■ Task material ■
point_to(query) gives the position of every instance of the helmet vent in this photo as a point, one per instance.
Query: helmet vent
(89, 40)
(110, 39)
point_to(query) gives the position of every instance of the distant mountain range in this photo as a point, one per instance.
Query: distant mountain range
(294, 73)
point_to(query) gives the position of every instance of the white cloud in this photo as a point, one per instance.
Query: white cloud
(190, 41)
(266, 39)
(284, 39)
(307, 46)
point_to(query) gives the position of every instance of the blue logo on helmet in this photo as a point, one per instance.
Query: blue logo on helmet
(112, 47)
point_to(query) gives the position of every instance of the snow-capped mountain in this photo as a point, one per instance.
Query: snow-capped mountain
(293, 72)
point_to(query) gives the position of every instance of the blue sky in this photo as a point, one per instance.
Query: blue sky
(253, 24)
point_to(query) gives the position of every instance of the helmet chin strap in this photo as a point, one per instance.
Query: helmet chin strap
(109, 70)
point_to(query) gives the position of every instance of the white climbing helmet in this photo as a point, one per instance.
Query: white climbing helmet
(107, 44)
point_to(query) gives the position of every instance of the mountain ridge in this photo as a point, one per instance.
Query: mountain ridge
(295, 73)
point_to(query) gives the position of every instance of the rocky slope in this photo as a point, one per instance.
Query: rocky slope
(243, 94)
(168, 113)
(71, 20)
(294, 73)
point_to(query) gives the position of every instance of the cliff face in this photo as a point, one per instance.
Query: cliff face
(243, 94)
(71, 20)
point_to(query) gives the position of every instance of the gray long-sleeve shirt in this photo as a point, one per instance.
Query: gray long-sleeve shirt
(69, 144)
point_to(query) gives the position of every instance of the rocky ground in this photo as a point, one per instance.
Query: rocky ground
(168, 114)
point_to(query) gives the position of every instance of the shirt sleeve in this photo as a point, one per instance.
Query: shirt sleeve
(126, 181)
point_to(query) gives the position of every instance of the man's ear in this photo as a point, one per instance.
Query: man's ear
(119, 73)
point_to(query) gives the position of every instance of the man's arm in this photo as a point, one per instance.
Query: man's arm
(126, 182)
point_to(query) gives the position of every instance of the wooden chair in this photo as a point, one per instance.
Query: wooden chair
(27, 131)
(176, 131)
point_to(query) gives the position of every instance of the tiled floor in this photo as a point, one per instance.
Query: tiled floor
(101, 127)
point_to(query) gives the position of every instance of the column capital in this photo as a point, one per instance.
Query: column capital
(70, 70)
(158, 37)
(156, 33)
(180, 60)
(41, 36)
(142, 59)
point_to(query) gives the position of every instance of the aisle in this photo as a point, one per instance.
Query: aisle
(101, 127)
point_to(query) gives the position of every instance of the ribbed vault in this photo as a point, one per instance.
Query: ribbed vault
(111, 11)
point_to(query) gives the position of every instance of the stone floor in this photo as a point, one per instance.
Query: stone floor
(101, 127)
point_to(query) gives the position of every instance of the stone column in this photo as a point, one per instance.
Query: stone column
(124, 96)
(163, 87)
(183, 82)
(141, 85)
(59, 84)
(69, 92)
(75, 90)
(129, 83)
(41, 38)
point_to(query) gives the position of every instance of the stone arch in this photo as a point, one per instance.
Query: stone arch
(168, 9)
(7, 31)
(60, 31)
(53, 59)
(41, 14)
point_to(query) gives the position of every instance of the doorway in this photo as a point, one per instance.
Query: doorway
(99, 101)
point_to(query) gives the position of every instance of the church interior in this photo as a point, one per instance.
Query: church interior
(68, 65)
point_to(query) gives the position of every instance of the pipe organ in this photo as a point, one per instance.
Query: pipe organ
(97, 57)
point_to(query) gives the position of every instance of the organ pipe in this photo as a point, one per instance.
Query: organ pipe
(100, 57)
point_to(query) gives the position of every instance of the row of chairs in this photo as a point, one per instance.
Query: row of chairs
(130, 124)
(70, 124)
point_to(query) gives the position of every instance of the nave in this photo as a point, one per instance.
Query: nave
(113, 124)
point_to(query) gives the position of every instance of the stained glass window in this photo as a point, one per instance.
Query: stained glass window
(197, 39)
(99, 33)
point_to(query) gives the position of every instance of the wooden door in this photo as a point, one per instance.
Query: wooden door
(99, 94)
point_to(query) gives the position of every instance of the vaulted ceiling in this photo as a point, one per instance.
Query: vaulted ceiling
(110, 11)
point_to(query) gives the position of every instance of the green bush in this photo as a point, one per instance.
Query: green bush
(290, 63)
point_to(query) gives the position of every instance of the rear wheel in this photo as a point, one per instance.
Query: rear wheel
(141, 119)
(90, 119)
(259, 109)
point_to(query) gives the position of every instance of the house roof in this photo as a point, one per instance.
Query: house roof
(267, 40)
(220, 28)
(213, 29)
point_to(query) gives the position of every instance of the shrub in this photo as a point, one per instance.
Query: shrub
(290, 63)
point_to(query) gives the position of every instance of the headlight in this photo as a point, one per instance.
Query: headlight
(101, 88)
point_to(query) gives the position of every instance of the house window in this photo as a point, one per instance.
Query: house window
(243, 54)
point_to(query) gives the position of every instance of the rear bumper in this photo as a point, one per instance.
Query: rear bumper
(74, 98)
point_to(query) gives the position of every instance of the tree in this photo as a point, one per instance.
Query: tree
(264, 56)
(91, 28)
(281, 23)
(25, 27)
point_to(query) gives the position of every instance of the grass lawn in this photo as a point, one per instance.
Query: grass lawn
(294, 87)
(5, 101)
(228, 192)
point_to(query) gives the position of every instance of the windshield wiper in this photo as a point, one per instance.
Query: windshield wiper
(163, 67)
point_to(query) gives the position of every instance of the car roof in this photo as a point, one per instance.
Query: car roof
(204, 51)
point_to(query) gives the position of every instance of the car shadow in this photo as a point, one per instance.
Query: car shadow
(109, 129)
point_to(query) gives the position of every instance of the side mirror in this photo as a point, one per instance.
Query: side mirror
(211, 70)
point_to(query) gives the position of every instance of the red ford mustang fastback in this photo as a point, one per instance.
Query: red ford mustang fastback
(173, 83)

■ Task statement ■
Only the lines from the one with "Query: rear wheel" through the last line of the records belong in the answer, each copied exactly.

■ Written answer ■
Query: rear wheel
(141, 119)
(90, 119)
(259, 109)
point_to(query) gives the position of every instance of the house roof in this photo as a point, one per instance.
Query: house roof
(267, 40)
(220, 28)
(213, 29)
point_to(query) gives the position of every instance of the shrub in this photo as a point, one per instance.
Query: shrub
(290, 63)
point_to(query) gives the position of every instance of the headlight in this photo as a point, one per instance.
Query: headlight
(101, 88)
point_to(query) gives the position of every instance of the house window in this photo as a point, one per instance.
Query: house window
(243, 54)
point_to(query) gives the position of every instance of the rear bumper in this photo as a point, one per instance.
Query: rear bumper
(74, 98)
point_to(query) gives the position of every instance of the tree in this photo as a point, one per instance.
Query: tree
(264, 56)
(91, 28)
(281, 23)
(25, 27)
point_to(query) gives the position of every instance of the grass lawn in this photo as a point, one per instance.
Query: grass lawn
(294, 87)
(5, 101)
(228, 192)
point_to(query) gives the position of every instance of the windshield wiper in this photo as a point, one per instance.
Query: windshield wiper
(163, 67)
point_to(query) gives the position of every instance of the car roof in this photo as a point, one per instance.
Query: car roof
(204, 51)
point_to(query) gives the position of every instance of the car shadow in this photo as a point, one per instance.
Query: car shadow
(109, 129)
point_to(query) gives the position of every instance of the side mirror in this photo as a point, one per instance.
Query: side mirror
(211, 70)
point_to(query) gives the position of every instance of the red ford mustang fastback in this photo as a point, one per instance.
Query: red ford mustang fastback
(173, 83)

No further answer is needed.